◆ Exercise goal ◆
Copy the items from their first line through the line with "Segments of the overcast", replacing "reply" with "response" and leaving everything else unchanged.

◆ Supplied data ◆
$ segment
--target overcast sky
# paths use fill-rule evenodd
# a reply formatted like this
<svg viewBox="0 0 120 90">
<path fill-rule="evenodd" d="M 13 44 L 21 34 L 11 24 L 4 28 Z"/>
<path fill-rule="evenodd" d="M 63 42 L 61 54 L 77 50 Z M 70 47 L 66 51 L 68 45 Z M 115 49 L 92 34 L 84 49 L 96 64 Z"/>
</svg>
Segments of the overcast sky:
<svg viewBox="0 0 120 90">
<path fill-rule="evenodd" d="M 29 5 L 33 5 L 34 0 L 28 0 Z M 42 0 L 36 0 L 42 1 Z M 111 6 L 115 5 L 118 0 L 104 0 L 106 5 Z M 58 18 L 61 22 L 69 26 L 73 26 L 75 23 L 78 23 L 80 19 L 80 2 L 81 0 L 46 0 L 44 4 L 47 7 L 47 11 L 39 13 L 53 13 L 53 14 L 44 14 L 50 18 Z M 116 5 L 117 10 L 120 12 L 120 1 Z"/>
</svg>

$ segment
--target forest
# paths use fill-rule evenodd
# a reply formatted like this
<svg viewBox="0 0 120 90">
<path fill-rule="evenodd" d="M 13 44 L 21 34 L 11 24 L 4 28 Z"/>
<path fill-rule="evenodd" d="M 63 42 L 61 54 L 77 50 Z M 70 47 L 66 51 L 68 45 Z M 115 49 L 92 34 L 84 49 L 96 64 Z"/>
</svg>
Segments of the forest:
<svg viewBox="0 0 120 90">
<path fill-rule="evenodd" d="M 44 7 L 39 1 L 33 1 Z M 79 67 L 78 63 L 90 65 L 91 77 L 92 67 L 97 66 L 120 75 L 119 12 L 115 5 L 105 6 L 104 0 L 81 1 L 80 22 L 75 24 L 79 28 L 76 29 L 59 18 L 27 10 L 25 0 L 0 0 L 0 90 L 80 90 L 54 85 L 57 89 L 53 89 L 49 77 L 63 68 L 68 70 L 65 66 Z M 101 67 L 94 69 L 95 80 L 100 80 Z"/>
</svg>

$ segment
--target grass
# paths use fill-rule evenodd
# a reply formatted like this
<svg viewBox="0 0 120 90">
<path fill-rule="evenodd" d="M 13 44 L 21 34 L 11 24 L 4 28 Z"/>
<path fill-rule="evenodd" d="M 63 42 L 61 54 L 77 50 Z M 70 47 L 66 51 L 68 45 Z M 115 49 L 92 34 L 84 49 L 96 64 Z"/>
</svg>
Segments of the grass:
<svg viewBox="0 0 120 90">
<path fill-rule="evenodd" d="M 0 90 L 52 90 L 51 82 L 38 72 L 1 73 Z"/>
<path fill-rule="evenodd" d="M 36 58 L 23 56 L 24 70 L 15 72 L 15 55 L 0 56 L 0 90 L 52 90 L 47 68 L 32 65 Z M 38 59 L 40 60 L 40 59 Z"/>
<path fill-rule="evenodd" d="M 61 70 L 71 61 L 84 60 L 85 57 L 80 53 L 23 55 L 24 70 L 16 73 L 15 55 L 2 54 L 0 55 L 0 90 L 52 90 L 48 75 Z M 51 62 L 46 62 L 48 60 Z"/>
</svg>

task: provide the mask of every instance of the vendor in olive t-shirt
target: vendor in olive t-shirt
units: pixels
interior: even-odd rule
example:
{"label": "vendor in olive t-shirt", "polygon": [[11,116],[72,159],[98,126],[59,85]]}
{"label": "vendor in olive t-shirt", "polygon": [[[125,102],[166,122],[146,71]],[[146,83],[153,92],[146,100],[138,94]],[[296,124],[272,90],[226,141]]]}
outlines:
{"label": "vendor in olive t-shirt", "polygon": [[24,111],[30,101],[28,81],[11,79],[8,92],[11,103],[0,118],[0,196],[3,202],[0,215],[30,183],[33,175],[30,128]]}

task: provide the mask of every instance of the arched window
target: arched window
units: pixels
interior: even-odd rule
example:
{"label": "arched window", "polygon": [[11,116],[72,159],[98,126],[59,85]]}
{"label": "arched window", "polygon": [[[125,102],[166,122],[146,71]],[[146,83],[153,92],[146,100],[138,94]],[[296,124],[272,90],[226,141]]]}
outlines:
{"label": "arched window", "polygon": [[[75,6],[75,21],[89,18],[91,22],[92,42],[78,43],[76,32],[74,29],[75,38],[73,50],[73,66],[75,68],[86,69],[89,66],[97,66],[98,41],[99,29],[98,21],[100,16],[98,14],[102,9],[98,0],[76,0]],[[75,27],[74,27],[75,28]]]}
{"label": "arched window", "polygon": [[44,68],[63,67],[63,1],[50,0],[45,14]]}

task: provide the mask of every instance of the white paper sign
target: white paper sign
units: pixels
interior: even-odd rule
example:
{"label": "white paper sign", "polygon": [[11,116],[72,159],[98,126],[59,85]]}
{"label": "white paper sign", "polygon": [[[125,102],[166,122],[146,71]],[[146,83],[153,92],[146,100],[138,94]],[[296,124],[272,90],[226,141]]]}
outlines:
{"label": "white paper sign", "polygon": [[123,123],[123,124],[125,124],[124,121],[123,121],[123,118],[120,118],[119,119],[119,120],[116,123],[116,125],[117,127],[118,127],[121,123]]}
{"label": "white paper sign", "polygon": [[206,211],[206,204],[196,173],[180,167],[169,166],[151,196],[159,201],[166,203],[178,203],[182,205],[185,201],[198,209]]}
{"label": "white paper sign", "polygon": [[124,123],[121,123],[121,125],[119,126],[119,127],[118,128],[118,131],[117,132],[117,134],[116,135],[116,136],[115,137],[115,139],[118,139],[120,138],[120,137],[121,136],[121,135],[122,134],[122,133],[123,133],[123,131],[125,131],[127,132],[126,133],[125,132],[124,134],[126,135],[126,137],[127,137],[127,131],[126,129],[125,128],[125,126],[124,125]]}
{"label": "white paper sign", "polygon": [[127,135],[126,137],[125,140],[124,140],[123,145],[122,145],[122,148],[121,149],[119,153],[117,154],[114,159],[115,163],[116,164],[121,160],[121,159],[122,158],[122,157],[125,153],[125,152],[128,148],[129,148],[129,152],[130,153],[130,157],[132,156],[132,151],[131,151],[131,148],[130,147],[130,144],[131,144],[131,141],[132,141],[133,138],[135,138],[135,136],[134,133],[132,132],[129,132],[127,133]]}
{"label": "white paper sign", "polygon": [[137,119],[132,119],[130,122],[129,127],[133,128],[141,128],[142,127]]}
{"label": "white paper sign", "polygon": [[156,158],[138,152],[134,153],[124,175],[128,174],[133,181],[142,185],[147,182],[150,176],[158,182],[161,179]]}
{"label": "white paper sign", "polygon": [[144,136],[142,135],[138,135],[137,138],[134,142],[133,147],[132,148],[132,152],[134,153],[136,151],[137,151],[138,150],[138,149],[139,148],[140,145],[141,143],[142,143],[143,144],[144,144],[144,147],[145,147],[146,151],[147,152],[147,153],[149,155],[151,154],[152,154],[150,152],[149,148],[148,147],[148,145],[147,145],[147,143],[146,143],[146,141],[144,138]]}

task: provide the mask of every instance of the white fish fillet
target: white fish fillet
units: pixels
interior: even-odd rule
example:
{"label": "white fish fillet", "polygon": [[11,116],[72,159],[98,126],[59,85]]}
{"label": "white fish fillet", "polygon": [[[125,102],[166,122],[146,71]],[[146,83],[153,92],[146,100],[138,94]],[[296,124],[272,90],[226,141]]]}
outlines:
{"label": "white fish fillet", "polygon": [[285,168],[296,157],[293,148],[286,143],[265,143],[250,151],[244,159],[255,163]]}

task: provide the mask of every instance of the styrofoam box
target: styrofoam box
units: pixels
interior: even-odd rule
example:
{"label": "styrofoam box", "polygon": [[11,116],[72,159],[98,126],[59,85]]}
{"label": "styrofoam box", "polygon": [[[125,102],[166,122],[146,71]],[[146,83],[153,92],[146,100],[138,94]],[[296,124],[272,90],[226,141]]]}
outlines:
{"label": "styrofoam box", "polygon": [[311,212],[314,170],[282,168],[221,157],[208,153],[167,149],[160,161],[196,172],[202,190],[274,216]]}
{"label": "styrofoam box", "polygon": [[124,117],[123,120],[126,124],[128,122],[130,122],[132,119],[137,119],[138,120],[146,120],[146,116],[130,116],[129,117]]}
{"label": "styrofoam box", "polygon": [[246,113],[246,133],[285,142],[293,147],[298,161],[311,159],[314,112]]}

◆ Written response ◆
$ segment
--target overcast sky
# paths use fill-rule evenodd
# a response formatted like this
<svg viewBox="0 0 120 90">
<path fill-rule="evenodd" d="M 13 44 L 21 34 L 11 24 L 4 28 Z"/>
<path fill-rule="evenodd" d="M 63 42 L 61 54 L 77 50 Z M 70 47 L 66 51 L 68 45 Z M 115 49 L 92 34 L 84 49 L 96 64 Z"/>
</svg>
Segments of the overcast sky:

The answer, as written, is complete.